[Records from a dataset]

________________________________________

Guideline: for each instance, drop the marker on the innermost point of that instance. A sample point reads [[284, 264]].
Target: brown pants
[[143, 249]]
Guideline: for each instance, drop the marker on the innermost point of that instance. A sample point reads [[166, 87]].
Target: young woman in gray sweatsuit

________________________________________

Starting at the line that contains "reads [[166, 87]]." and continuing through the last line of the records, turn each line into a string in a JSON list, one string per line, leaving out blank lines.

[
  "Guideline: for each instance, drop the marker on the innermost point of that instance. A sample point reads [[166, 87]].",
  "Target: young woman in gray sweatsuit"
]